> **WORK REQUIRED**: Render all of the rows below as a single numbered list, omitting blank lines and leaving the pictures out.

> **EXERCISE MATERIAL**:
★ ★ ★ ★

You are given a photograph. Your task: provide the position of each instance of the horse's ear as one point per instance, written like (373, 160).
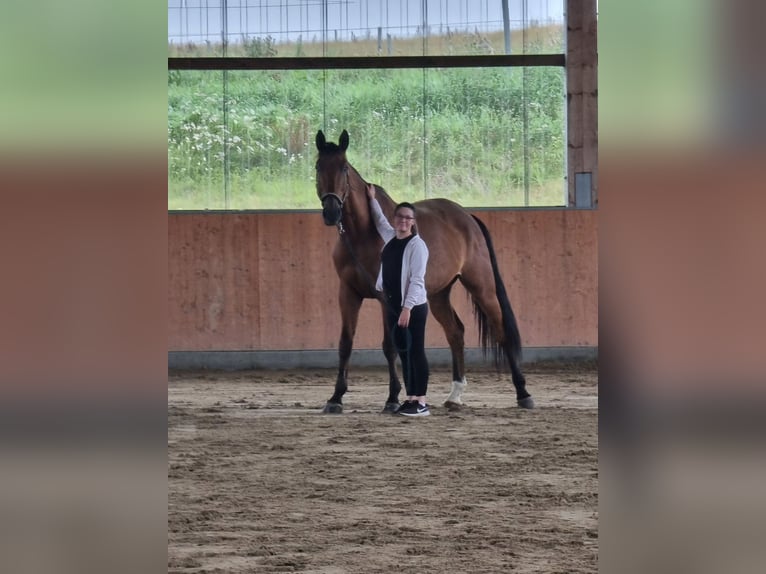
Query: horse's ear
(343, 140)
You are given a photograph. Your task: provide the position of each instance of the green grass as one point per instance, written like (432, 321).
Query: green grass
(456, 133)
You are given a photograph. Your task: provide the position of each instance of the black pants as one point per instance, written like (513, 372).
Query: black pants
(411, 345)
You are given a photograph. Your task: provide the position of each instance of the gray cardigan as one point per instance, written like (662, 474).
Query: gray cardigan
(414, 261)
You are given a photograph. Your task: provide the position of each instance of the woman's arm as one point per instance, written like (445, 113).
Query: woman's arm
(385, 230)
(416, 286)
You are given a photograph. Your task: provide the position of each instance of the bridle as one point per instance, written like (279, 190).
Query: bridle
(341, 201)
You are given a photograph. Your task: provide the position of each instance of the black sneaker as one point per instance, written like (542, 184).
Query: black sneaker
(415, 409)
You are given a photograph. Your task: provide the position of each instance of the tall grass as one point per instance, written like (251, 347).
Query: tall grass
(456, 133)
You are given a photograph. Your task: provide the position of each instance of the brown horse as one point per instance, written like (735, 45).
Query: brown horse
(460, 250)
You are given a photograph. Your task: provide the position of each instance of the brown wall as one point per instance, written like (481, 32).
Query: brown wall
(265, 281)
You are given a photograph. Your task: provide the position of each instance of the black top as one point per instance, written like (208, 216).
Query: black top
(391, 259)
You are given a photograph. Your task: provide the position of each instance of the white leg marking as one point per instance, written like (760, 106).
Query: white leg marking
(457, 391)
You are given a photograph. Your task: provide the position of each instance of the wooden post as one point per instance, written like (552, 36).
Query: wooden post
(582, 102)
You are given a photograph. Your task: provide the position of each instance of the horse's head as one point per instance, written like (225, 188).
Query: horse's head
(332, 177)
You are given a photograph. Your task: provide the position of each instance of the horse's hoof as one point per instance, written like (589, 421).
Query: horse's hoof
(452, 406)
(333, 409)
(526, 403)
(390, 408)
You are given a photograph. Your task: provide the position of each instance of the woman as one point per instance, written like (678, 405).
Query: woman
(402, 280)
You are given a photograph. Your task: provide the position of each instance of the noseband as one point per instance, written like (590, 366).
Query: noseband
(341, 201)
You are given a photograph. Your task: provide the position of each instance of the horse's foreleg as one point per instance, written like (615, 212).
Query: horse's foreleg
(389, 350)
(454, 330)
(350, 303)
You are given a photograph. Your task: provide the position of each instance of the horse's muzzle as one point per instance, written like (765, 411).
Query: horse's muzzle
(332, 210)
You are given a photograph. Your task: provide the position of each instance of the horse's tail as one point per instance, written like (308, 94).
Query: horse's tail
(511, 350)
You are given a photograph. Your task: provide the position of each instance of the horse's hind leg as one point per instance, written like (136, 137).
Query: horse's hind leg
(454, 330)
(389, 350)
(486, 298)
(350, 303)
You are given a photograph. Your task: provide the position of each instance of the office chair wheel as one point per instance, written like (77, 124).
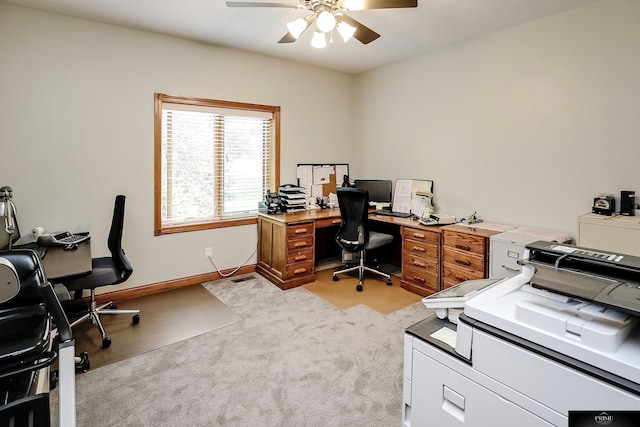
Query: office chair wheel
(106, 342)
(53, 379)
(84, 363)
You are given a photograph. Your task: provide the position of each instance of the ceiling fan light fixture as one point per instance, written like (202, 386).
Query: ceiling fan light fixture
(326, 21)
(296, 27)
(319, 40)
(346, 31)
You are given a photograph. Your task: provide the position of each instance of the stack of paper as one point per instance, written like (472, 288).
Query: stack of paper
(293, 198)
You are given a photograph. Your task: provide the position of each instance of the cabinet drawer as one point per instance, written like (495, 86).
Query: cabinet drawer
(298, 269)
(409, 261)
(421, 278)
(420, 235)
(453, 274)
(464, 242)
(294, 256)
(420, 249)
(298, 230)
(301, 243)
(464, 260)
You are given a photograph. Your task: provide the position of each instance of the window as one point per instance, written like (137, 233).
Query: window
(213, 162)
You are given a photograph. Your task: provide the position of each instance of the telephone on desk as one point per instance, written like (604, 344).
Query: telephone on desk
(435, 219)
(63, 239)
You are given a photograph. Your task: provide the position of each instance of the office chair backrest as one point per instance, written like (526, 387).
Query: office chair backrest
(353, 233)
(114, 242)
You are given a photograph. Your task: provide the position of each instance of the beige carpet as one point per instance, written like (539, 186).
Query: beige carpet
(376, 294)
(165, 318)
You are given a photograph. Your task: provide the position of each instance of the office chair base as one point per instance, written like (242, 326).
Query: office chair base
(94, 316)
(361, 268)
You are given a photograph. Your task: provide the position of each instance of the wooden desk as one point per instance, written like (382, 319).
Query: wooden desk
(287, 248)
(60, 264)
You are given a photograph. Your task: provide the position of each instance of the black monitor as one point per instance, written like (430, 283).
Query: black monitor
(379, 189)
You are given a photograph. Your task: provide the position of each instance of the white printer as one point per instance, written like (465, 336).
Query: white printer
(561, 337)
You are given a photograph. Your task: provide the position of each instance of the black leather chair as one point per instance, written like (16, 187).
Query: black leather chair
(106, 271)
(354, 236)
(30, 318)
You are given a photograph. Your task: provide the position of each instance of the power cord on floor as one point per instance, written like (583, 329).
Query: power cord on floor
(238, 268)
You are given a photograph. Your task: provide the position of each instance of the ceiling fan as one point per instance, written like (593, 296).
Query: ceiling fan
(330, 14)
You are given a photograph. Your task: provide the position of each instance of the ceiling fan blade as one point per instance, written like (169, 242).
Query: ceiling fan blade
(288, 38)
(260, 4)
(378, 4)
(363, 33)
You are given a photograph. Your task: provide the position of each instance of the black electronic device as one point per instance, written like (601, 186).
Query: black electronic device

★ ★ ★ ★

> **FINAL RESULT**:
1. You are given a photograph. Your task: provide the position of each instance of the horse's ear as one point per instance, written like (373, 160).
2. Query: horse's ear
3. (343, 140)
4. You are given a photograph. Your task: provide the position of each instance of the green grass as one point per instance, written like (432, 321).
5. Query: green grass
6. (456, 133)
7. You are given a photograph. Your task: provide the position of each instance of the black pants as one point per instance, written like (513, 372).
8. Query: black pants
9. (411, 345)
10. You are given a photograph. Your task: provide the position of each instance of the gray cardigan as one point per instance, written like (662, 474).
11. Query: gray cardigan
12. (414, 261)
13. You are given a photograph. Your task: provide the position of each instance of the woman's arm as one point per instance, written like (445, 113).
14. Query: woman's arm
15. (385, 230)
16. (416, 286)
17. You are given a photograph. Your task: provide the position of each instance of the bridle as one point per instance, written like (279, 190).
18. Query: bridle
19. (341, 201)
20. You are given a photograph. Your task: provide the position of each instance of the black sneaker as one point per instance, written like (542, 184).
21. Query: black sneaker
22. (415, 409)
23. You are given a photograph. Your task: provide the position of each instance of the tall grass as one point per instance, written like (251, 347).
24. Query: tall grass
25. (456, 133)
26. You are given a photograph. Your task: provide the position of each instance of the brown horse as one point per instance, written like (735, 45).
27. Query: brown horse
28. (460, 250)
29. You are given a photograph. Your task: provide the position of each instance of the brown wall as one point per instance, written like (481, 32).
30. Query: brown wall
31. (265, 281)
32. You are given a photograph. Your task: provide the position of each instance of the black top as one point per instance, written like (208, 216).
33. Query: black top
34. (391, 259)
35. You are given a photograph. Your task: provide the position of each instance of the white leg marking as one point per instance, written like (760, 106).
36. Query: white leg marking
37. (457, 391)
38. You are given a photograph. Your task: provide the position of each instance of the wooden post as one point per instance, written like (552, 36).
39. Query: wooden post
40. (582, 102)
41. You are given a photograph. Your task: provide the position of each instance of the horse's head as one point per instance, written like (225, 188).
42. Query: horse's head
43. (332, 177)
44. You are given a photograph. Your task: provide the position of each instance of the horse's hoof as one point per instance, written like (589, 421).
45. Query: horse's hoof
46. (452, 406)
47. (333, 409)
48. (526, 403)
49. (390, 408)
50. You are given a photograph. Your task: provide the position of each instance of the woman as one point per instance, written like (678, 405).
51. Query: woman
52. (402, 280)
53. You are given a photograph. Your task: provide the position of each instance of the noseband as one point per instance, written like (590, 366).
54. Query: noseband
55. (341, 201)
56. You are given a photograph. Your task: provide the position of each instance of the horse's foreleg as one point per instance, written like (615, 212).
57. Query: horse's foreleg
58. (389, 350)
59. (454, 330)
60. (350, 303)
61. You are given a photograph. Your task: provide the position of each instance of the horse's muzzle as one point per instance, written like (765, 411).
62. Query: horse's muzzle
63. (332, 210)
64. You are given a photograph. Your task: provide the position of each instance of the horse's tail as one point per instance, written like (308, 94).
65. Query: horse's tail
66. (511, 350)
67. You are given a photograph. Your task: provide the position of each instance of the horse's hind leg as one point per instance, written like (136, 137).
68. Query: horse's hind leg
69. (454, 330)
70. (389, 350)
71. (486, 298)
72. (350, 303)
73. You are given a photograph. Your task: provide the position of each instance of the office chair wheel as one point per instance, written like (77, 124).
74. Query: office chair wheel
75. (106, 342)
76. (53, 379)
77. (84, 363)
78. You are given a photograph. Your task: provide the position of each instance of the ceiling fan light fixture as one point per instance, written like (202, 386).
79. Query: ceiling fan light fixture
80. (326, 21)
81. (296, 27)
82. (319, 40)
83. (346, 31)
84. You are given a photograph. Your task: provide the position of each instance of the stack of paper as one point per instance, written like (472, 288).
85. Query: stack of paper
86. (293, 198)
87. You are given a photograph. Your task: provide the position of each instance of the cabinet drawer as one point per instance, written like (495, 86).
88. Query: cabinet drawer
89. (298, 269)
90. (409, 261)
91. (421, 278)
92. (420, 235)
93. (453, 274)
94. (464, 242)
95. (294, 256)
96. (420, 249)
97. (298, 230)
98. (301, 243)
99. (464, 260)
100. You are given a photograph. Your task: provide the position of each instance of the window as one point per instance, written like (137, 233).
101. Query: window
102. (213, 162)
103. You are given a photograph. Your task: provide the position of each instance of the telephone on desk as one point per instance, written like (604, 344).
104. Query: telephone on desk
105. (435, 219)
106. (63, 239)
107. You are given a photograph. Your task: provide the position of each instance of the office chair backrest as one point per instance, written like (526, 387).
108. Query: office chair backrest
109. (353, 233)
110. (114, 242)
111. You are given a photograph. Your task: provide the position of each instance of the beige carpet as one point per instance, written like (539, 186).
112. Query: beige carpet
113. (376, 294)
114. (165, 318)
115. You are given a photograph. Your task: provide the position of each instance of the office chair base as one point per instance, written like (242, 326).
116. Query: office chair base
117. (94, 316)
118. (361, 268)
119. You are given a photograph. Your task: provide the position of each instance of the wooden desk as one point per instance, written like (382, 319).
120. Query: wooden desk
121. (287, 248)
122. (60, 264)
123. You are given a photograph. Your task: provide the position of each instance of the black monitor as one point per instance, written like (430, 283).
124. Query: black monitor
125. (379, 189)
126. You are given a photograph. Your task: provide the position of each instance of the white printer as one point per instance, written like (465, 336).
127. Query: white printer
128. (561, 337)
129. You are given a photograph. Your task: provide the position of each instance of the black leather chair as one point per instance, written like (16, 187).
130. Query: black leather chair
131. (106, 271)
132. (354, 236)
133. (30, 318)
134. You are given a photograph. Your task: provide the position of each instance of the power cord on floor as one point per instance, written like (583, 329).
135. Query: power cord on floor
136. (238, 268)
137. You are given a photograph. Your task: provide the position of each instance of the ceiling fan as one point per instance, written like (593, 296).
138. Query: ceiling fan
139. (330, 14)
140. You are given a photograph. Your task: provide the position of each instance of the ceiling fan blade as one point per instance, written like (169, 242).
141. Query: ceiling fan blade
142. (288, 38)
143. (260, 4)
144. (378, 4)
145. (363, 33)
146. You are given a photograph. Your task: provide the position of each instance of the black electronic device as one point per instance, written like (601, 186).
147. Query: black electronic device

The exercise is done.